_Consigne_
Remplace « house » par « home » dans les lignes qui vont de celle contenant « Target: dirt track through field » jusqu'à la fin, sans rien modifier d'autre, s'il te plaît. Redonne uniquement ces lignes.

[Lignes d'un jeu de données]
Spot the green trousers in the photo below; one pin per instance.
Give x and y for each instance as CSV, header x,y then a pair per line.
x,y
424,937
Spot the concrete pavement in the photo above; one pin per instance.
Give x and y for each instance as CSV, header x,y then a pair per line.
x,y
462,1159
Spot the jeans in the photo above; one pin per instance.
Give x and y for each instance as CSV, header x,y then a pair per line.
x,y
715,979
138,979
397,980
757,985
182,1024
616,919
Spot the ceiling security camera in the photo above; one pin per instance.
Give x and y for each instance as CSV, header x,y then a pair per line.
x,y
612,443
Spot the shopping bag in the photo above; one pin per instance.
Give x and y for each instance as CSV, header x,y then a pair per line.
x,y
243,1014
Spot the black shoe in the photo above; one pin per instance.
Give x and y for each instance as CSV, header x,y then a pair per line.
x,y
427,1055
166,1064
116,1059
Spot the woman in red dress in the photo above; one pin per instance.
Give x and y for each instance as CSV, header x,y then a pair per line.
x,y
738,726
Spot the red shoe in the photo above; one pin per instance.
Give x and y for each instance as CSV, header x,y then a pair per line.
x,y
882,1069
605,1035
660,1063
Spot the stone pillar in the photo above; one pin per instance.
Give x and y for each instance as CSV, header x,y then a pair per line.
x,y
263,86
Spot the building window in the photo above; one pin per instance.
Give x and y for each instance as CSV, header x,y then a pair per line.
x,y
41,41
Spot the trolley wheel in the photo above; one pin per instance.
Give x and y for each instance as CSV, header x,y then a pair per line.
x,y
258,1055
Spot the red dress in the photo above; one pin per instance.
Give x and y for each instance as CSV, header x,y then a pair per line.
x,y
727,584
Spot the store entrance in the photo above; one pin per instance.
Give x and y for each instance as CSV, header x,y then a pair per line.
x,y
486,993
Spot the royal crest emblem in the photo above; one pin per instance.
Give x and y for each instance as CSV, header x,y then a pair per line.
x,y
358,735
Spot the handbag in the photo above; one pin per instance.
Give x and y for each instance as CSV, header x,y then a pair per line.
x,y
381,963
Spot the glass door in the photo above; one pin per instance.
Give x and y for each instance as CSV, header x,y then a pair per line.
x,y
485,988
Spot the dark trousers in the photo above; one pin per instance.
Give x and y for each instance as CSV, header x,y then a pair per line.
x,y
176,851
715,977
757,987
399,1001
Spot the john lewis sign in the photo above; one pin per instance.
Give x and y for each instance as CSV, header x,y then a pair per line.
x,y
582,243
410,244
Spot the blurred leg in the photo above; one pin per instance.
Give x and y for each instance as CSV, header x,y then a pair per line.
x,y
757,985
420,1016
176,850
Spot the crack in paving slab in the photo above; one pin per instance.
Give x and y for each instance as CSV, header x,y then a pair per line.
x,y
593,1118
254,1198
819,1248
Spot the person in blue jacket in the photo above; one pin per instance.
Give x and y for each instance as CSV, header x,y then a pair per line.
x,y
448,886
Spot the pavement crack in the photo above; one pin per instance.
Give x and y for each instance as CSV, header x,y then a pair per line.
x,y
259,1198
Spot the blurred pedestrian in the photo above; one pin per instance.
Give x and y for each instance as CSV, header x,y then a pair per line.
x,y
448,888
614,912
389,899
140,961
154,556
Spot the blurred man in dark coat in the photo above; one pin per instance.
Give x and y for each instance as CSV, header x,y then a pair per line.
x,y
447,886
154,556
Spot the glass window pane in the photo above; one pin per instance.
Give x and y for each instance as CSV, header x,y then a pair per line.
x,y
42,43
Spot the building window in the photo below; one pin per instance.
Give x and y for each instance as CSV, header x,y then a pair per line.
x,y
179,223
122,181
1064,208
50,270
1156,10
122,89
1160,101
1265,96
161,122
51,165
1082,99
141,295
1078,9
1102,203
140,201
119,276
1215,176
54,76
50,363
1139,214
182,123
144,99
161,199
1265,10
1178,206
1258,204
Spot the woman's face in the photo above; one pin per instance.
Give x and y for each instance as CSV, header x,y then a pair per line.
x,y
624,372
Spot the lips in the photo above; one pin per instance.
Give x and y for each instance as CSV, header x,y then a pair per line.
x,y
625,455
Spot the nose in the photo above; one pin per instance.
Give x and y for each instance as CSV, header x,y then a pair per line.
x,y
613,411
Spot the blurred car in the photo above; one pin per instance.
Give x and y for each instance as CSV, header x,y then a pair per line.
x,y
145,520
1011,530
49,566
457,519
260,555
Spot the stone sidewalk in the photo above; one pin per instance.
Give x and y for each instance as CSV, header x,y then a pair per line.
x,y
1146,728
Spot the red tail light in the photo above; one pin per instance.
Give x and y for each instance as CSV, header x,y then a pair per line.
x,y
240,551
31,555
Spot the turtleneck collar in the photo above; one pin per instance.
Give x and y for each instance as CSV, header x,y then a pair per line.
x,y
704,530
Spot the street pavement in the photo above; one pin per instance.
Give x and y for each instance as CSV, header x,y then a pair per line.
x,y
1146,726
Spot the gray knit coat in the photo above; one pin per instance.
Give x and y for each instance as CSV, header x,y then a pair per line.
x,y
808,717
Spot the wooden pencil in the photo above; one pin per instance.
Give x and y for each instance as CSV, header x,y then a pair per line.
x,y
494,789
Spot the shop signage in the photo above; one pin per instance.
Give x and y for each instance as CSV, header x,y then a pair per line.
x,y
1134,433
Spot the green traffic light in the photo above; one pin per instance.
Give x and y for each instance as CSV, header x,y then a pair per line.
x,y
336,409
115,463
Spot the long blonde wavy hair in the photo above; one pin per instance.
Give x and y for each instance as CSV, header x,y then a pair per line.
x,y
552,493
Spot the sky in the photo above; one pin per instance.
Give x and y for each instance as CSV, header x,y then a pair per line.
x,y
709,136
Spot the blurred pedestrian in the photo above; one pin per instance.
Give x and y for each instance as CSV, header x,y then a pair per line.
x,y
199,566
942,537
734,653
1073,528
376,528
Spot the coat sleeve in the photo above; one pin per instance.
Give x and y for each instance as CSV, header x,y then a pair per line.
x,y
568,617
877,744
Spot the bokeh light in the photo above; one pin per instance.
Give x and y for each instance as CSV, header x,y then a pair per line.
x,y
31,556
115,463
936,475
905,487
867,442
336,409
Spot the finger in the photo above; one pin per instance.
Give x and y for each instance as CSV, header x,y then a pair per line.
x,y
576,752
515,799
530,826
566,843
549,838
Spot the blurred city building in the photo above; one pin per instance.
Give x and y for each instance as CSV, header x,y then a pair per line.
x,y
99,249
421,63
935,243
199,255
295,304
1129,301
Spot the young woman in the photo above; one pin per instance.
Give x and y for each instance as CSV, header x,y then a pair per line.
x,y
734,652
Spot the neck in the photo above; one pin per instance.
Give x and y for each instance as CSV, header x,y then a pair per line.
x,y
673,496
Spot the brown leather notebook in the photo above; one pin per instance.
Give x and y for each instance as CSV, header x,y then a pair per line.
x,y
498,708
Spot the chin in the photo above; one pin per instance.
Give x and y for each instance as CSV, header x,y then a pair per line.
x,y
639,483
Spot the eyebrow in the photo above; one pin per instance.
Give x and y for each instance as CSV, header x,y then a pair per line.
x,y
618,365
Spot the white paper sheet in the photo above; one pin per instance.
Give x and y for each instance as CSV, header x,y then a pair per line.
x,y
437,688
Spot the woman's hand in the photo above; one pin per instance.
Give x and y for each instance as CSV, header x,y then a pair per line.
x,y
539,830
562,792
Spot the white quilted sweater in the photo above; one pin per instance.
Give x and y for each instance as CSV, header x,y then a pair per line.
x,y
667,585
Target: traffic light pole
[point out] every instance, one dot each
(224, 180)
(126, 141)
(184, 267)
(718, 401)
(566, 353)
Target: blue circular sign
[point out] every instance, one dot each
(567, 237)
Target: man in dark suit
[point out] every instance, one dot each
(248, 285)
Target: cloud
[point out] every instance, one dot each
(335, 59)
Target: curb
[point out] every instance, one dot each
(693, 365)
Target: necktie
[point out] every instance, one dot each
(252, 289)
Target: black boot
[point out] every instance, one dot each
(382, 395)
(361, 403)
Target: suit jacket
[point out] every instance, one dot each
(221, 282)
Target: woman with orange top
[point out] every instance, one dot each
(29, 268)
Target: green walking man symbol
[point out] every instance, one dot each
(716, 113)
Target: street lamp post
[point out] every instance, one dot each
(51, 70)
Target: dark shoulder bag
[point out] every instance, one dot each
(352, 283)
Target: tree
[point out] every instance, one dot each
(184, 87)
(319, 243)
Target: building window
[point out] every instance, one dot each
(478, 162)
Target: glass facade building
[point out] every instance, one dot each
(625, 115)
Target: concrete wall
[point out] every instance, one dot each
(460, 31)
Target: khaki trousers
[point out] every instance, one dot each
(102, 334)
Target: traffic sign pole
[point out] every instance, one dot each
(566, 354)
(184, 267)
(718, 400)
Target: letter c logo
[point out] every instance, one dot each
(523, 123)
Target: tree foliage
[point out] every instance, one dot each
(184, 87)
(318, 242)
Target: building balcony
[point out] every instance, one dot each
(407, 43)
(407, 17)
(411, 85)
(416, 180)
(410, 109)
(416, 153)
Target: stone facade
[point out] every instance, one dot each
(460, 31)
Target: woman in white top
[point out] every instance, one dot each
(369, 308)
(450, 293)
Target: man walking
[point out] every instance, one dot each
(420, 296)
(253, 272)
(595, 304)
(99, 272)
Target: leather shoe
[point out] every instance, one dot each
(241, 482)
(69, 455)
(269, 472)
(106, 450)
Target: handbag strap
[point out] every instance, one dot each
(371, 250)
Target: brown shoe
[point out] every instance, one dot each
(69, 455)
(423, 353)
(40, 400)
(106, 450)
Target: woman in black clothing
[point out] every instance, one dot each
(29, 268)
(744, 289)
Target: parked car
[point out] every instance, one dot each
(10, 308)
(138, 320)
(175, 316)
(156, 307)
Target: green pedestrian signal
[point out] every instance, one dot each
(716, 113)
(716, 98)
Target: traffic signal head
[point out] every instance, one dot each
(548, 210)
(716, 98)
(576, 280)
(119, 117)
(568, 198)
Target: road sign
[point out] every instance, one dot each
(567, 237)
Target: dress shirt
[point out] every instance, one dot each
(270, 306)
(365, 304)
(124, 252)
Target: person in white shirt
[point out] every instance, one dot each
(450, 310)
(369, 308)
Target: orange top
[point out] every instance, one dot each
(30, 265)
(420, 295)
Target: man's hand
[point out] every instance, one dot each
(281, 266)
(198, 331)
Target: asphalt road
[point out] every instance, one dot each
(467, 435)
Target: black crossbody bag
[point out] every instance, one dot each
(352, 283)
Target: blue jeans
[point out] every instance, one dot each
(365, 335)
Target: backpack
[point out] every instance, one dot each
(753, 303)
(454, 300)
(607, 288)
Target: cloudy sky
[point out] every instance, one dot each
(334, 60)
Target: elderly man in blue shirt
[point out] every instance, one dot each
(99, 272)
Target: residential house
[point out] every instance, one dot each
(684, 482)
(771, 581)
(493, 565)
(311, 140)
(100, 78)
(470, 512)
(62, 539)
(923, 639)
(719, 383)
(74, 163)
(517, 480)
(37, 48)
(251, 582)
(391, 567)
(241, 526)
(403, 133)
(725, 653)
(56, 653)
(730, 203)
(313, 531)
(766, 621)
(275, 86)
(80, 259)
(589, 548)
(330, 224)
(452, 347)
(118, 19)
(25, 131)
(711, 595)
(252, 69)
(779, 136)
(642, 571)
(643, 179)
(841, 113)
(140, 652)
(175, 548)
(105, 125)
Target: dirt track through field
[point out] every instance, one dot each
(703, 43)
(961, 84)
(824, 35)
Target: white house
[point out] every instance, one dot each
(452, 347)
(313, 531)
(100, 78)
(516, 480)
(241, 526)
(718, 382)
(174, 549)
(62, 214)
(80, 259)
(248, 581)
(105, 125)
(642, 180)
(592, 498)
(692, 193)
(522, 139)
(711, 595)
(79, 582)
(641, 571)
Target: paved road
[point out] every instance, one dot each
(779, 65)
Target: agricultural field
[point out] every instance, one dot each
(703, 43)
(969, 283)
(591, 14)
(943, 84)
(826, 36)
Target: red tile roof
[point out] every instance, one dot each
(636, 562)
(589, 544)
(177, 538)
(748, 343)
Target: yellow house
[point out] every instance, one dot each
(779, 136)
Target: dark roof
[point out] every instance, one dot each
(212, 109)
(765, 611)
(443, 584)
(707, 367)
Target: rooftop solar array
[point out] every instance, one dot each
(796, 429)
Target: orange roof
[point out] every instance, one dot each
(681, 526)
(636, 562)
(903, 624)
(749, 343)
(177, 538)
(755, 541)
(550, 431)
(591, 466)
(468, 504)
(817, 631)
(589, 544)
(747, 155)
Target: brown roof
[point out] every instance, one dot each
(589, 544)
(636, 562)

_Résultat_
Target: dirt track through field
[point out] every instance, one dot each
(703, 43)
(961, 84)
(824, 35)
Target: white home
[point out] every instance, one dot each
(452, 347)
(313, 531)
(100, 78)
(516, 480)
(241, 526)
(718, 382)
(174, 549)
(62, 214)
(80, 259)
(248, 581)
(105, 125)
(642, 180)
(592, 498)
(692, 193)
(522, 139)
(711, 595)
(79, 582)
(641, 571)
Target: paved road
[point out] every instance, one dot each
(779, 65)
Target: agricultural field
[point out] every instance, one dot each
(703, 43)
(969, 283)
(591, 14)
(943, 84)
(826, 36)
Target: red tile roof
[point out] every instance, one dot each
(636, 562)
(589, 544)
(177, 538)
(748, 343)
Target: yellow home
[point out] every instance, one dot each
(779, 136)
Target: dark roof
[point out] every instance, one dot each
(212, 109)
(765, 611)
(443, 584)
(707, 367)
Target: rooftop solar array
[point out] every instance, one dot each
(796, 429)
Target: orange roof
[point out] every instance, one dot each
(681, 526)
(636, 562)
(903, 624)
(749, 343)
(177, 538)
(755, 541)
(550, 431)
(591, 466)
(468, 504)
(817, 631)
(589, 544)
(747, 155)
Target: brown roof
[point out] every instance, one dot each
(589, 544)
(636, 562)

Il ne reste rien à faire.